▶ _TEXT BLOCK_
++++++++++

Flax – Purging Flax (Linum catharticum) is also called Fairy Flax.

Forget-Me-Not – Forget-Me-Not flowers provide protection from fairies. They are said to help to unlock the secrets of the fae, and pave the way to fairy treasures.

Foxglove (*Poison) – Folk names for foxglove include Fairy Thimbles, Fairy Glove, Little Folks’ Glove, Fairy Fingers, Fairy Petticoats, Fairy’s Cap, and Fairy Weed.. Foxglove is strongly associated with fairies, who are said to wear the tiny flowers as hats and gloves, and to leave their fingerprints upon the flowers. Foxglove is used in fairy magic, and for the evocation of elves or earth elementals. The leaves are said to grant release from fairy enchantment. Planting foxglove is an invitation to fairies to enter your garden. Wearing foxglove is a charm to attract fairy energy. The juice of the plant is said to be effective in breaking fairy enchantments.

Grass – Small fairies are said to ride bundles of grass as horses.

Hawthorn– Hawthorn, also called Whitethorn and Fairy Thorn, is the thorn in Oak, Ash, and Thorn. A grove comprised of those three trees was believed to be the perfect habitat for fairies, and an excellent place to catch sight of them. Pixie Pears is another name for hawthorn berries.

++++++++++

▶ _EXERCISE DESCRIPTION_
From the text on plants in fairy lore, write out word for word the part that begins with the words containing "Flax – Purging" and ends with "to fairy treasures.".

▶ _MATERIAL_
++++++++++

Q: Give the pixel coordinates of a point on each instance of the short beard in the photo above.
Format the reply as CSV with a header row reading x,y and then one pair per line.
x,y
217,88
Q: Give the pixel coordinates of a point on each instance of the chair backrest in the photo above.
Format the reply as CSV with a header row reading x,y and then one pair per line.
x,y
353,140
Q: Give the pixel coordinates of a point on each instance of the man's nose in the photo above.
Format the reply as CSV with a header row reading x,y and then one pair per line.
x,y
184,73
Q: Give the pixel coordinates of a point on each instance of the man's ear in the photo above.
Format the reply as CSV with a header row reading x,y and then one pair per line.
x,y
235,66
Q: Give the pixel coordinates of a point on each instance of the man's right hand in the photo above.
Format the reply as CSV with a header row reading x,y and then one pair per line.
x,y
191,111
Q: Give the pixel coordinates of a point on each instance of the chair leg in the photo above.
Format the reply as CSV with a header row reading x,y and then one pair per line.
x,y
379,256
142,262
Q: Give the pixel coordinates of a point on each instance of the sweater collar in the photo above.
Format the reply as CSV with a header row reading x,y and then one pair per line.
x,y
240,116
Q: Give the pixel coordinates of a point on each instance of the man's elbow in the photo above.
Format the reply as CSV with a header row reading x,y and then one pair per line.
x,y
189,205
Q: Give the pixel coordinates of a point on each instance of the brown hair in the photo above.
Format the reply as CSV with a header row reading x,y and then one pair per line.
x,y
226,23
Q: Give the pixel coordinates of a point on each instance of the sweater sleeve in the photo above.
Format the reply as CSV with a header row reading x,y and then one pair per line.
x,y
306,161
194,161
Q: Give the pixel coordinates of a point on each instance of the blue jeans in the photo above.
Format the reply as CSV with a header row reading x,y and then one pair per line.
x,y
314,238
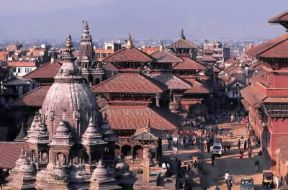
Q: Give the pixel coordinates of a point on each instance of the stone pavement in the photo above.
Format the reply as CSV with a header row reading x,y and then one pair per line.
x,y
231,162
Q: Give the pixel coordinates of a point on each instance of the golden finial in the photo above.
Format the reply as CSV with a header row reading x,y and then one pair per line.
x,y
129,42
162,47
182,35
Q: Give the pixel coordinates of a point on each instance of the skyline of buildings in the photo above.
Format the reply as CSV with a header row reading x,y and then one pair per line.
x,y
112,19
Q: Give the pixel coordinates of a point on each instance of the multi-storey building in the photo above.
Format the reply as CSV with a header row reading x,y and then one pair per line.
x,y
266,99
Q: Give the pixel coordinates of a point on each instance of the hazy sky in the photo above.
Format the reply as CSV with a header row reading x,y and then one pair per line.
x,y
145,19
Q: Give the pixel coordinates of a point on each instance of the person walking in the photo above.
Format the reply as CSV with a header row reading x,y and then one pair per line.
x,y
226,176
212,160
277,182
241,154
229,184
257,164
239,144
245,145
250,153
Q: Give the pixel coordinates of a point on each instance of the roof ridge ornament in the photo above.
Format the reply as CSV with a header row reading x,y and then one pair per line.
x,y
183,35
162,47
129,42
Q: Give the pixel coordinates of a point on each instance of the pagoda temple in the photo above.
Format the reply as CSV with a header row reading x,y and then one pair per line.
x,y
68,145
266,99
131,101
91,69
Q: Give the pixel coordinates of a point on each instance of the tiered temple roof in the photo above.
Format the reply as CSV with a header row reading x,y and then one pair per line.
x,y
128,55
33,98
170,80
134,117
45,71
134,83
165,57
188,64
275,48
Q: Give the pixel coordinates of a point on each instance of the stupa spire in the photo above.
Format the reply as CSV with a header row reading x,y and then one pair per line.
x,y
129,42
183,35
86,33
162,47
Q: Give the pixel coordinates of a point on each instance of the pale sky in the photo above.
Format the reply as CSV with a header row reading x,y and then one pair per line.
x,y
145,19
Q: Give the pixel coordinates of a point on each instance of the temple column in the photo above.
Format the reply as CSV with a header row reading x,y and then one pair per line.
x,y
146,164
157,97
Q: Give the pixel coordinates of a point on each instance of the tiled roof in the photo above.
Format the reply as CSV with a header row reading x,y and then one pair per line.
x,y
275,48
208,51
183,44
165,57
9,153
129,83
188,64
208,58
170,80
196,87
150,50
128,55
134,117
18,82
283,17
276,100
21,64
110,67
3,55
102,50
47,70
33,98
281,143
251,95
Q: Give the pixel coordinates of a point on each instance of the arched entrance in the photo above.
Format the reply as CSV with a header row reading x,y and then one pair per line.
x,y
137,152
117,151
126,151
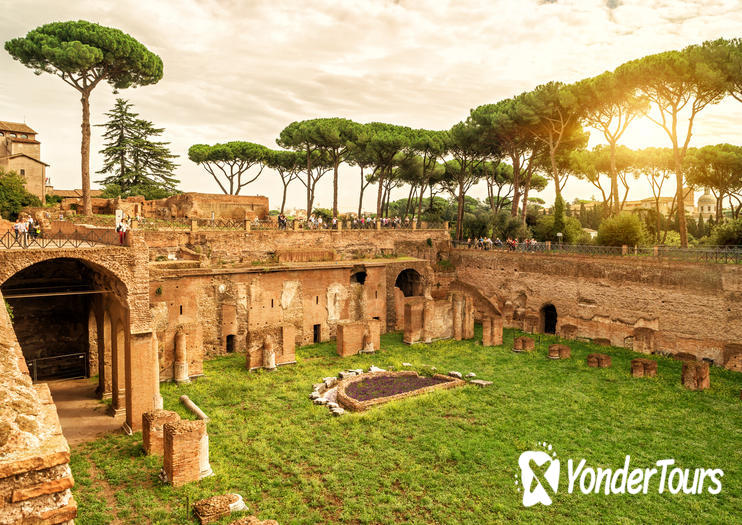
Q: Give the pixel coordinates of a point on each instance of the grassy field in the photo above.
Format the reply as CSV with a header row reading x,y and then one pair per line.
x,y
447,457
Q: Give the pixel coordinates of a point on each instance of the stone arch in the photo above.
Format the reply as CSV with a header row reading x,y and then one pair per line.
x,y
358,276
122,274
410,282
548,319
93,353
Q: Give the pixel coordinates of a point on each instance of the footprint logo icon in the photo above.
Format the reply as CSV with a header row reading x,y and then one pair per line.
x,y
539,475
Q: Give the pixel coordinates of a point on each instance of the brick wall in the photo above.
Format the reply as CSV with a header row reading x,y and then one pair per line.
x,y
181,462
664,307
35,478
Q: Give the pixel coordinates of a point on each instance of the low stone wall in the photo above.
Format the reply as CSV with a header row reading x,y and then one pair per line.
x,y
35,477
647,305
263,245
353,404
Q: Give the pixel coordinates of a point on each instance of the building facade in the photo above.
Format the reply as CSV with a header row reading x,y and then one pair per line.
x,y
21,152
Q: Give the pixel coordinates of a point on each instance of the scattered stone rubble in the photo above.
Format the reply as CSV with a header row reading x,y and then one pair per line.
x,y
212,509
325,392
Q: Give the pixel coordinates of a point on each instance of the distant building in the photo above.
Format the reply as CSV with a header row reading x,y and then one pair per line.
x,y
706,205
21,152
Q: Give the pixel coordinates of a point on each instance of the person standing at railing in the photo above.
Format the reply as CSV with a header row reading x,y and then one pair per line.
x,y
122,228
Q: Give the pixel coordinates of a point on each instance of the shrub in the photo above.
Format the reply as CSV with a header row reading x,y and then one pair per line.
x,y
727,234
13,195
545,230
625,228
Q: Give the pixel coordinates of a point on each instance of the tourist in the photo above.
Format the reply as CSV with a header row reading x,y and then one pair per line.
x,y
122,229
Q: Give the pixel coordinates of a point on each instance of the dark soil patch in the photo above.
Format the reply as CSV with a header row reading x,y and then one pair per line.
x,y
385,386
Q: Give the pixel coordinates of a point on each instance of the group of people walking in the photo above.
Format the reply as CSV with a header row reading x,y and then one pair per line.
x,y
486,243
26,228
386,222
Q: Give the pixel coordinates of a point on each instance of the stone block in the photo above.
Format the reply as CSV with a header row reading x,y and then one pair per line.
x,y
152,430
524,344
413,320
599,360
559,351
695,375
181,463
641,367
349,337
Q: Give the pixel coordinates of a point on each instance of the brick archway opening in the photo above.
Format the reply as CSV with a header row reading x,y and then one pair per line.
x,y
548,319
57,313
410,282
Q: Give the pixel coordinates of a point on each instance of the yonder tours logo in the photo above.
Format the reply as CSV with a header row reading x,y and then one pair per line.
x,y
540,473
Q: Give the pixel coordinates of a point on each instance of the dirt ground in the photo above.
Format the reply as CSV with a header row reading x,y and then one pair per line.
x,y
83,417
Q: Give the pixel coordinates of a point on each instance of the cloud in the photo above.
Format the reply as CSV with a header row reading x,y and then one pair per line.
x,y
244,70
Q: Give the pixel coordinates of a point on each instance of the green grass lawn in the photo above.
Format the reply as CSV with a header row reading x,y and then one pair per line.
x,y
446,457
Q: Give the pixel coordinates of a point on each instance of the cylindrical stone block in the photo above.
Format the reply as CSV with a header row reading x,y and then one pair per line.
x,y
152,430
180,366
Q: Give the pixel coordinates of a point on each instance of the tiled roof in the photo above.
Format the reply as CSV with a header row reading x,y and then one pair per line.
x,y
17,127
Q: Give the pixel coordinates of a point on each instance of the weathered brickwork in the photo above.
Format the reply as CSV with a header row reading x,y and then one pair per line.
x,y
181,461
35,478
265,246
646,305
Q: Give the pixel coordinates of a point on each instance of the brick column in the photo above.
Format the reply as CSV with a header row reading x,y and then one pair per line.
x,y
413,317
458,316
140,379
497,324
182,444
486,331
153,423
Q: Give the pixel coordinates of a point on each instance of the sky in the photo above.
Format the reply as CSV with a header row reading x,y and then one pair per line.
x,y
243,70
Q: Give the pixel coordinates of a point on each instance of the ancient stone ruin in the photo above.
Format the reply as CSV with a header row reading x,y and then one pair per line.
x,y
641,367
695,375
523,344
596,360
559,351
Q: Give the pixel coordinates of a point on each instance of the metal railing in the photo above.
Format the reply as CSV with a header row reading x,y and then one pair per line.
x,y
700,254
77,238
67,366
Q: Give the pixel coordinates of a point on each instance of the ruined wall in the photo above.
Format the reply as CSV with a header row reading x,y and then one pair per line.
x,y
248,304
648,305
35,478
263,245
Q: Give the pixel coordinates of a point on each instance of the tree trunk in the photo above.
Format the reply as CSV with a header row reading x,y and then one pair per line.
x,y
525,199
380,195
682,226
360,198
335,191
516,185
409,199
460,214
420,203
614,180
283,200
87,205
309,183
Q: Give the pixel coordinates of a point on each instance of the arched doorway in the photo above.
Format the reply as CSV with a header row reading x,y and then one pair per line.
x,y
358,277
61,314
410,282
548,319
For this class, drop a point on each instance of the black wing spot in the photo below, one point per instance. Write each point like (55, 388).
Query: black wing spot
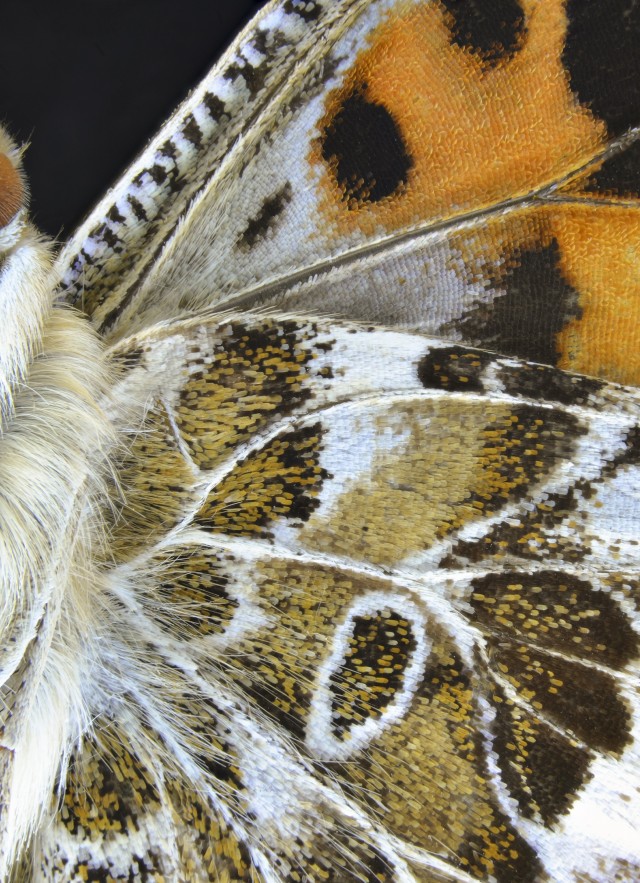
(602, 57)
(265, 219)
(493, 31)
(363, 145)
(308, 11)
(537, 304)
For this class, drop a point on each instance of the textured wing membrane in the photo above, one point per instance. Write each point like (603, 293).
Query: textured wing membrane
(352, 581)
(466, 169)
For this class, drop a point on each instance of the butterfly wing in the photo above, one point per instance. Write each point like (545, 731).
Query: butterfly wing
(469, 169)
(362, 625)
(370, 606)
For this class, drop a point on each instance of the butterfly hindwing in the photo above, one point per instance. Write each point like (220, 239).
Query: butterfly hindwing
(305, 591)
(433, 164)
(289, 595)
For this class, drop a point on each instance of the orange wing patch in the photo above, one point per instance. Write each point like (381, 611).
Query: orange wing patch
(471, 131)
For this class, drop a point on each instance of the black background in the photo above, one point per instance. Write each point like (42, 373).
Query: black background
(87, 82)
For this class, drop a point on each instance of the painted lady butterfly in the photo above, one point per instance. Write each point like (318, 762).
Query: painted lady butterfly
(319, 561)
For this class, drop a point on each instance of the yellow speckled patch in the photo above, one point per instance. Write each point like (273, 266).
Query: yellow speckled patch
(281, 480)
(256, 374)
(433, 481)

++++++++++

▶ _TASK ANSWER_
Flax – Purging Flax (Linum catharticum) is also called Fairy Flax.

Forget-Me-Not – Forget-Me-Not flowers provide protection from fairies. They are said to help to unlock the secrets of the fae, and pave the way to fairy treasures.